Description of the task: Provide a verbatim copy of the data below.
*** Data for this task
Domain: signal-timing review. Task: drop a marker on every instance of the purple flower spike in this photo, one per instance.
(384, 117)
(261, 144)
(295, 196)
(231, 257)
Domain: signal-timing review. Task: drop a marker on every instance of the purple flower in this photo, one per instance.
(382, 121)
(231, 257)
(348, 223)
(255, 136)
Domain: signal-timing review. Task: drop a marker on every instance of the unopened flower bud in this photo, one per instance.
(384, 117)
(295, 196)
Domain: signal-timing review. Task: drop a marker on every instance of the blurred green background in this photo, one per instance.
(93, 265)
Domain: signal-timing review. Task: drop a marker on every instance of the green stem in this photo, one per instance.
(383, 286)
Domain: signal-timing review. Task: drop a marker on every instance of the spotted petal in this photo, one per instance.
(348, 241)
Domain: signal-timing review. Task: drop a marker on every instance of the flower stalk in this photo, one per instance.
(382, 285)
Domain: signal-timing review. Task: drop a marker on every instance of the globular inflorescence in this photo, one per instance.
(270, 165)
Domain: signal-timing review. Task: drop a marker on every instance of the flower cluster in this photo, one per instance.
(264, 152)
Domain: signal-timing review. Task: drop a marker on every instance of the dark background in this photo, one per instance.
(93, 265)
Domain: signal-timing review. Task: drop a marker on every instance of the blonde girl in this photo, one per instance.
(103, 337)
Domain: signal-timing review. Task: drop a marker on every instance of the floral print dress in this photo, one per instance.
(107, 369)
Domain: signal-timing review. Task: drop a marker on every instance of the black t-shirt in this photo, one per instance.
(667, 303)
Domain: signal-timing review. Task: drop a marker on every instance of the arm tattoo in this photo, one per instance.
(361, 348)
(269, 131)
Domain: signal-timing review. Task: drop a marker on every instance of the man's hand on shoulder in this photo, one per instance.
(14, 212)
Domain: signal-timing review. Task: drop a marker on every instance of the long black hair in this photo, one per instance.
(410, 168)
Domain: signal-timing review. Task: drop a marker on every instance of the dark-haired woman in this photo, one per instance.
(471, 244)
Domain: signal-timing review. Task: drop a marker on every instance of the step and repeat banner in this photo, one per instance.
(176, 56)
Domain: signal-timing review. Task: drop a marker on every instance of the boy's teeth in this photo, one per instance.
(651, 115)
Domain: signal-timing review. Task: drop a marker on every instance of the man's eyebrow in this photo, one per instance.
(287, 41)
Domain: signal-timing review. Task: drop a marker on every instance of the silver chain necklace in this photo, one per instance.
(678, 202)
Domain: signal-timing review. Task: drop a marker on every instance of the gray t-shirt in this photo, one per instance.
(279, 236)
******
Written solution:
Domain: signal-timing review. Task: drop a marker on every instance of the purple flower spike in this photo, one per instance.
(384, 117)
(261, 144)
(295, 196)
(231, 257)
Domain: signal-timing review. Task: drop a marker on every instance of the purple flower in this photo, one per instance.
(382, 121)
(231, 257)
(348, 223)
(255, 136)
Domain: signal-timing review. Task: drop a marker on every instance of the unopened flower bud in this photo, one per instance.
(384, 117)
(295, 196)
Domain: signal-timing review. Task: drop a marker on every instance of the blurred green background in this photo, one per instance.
(93, 265)
Domain: signal-timing review. Task: drop a marker on every instance of the green stem in this photo, one per instance.
(383, 286)
Domain: signal-timing review. Task: drop a marker on every instance of the spotted petal in this photo, one per instance.
(348, 241)
Domain: signal-timing review. Task: drop a marker on every instance of the flower stalk in this photo, one per instance.
(382, 285)
Domain: signal-timing review. Task: drop a marker on every instance of the globular inflorescence in this photo, one per instance.
(270, 165)
Domain: signal-timing review. Task: drop a marker on every instance of the flower cluster in this photo, one per instance.
(264, 152)
Domain: signal-timing review. Task: drop a marker on every instance of the dark background in this photo, one per instance.
(93, 265)
Domain: signal-timing review. Task: drop a marker on every instance of the blonde girl in this photo, one per instance.
(103, 337)
Domain: signal-timing review. Task: drop a marker on every instance of the floral print dress in this photo, one per instance.
(107, 369)
Domain: signal-timing review. Task: drop a marker on every instance of the black t-shirt in this photo, one per instance.
(667, 303)
Domain: signal-timing review. Task: drop a marker on every instance of the arm tattoo in this photo, one per instance.
(361, 348)
(269, 131)
Domain: signal-timing review. Task: drop a marker on every instance of the man's hand on shoulder in this photo, one per instance.
(14, 212)
Domain: signal-timing review. Task: drop a marker on every instance of the long black hair in this photo, one per instance.
(410, 168)
Domain: signal-timing review. Task: drop a marker on every instance of the dark-haired woman in this photo, one per instance.
(471, 244)
Domain: signal-timing review. Task: drop a marker on every instance of the step and repeat banner in this photo, one per instance.
(176, 56)
Domain: signal-timing review. Task: drop a marker on every instance of the boy's teeth in this photo, one per instance.
(651, 115)
Domain: signal-timing review. Task: drop a marker on every instance of the man's eyebrow in this photo, one per instance.
(287, 41)
Domain: signal-timing review. Task: drop a marker on every instance of the silver chain necklace in this photo, one per instance.
(678, 202)
Domain: signal-timing review. Task: drop a marker on every instance of the gray t-shirt in this photo, one per instance.
(279, 236)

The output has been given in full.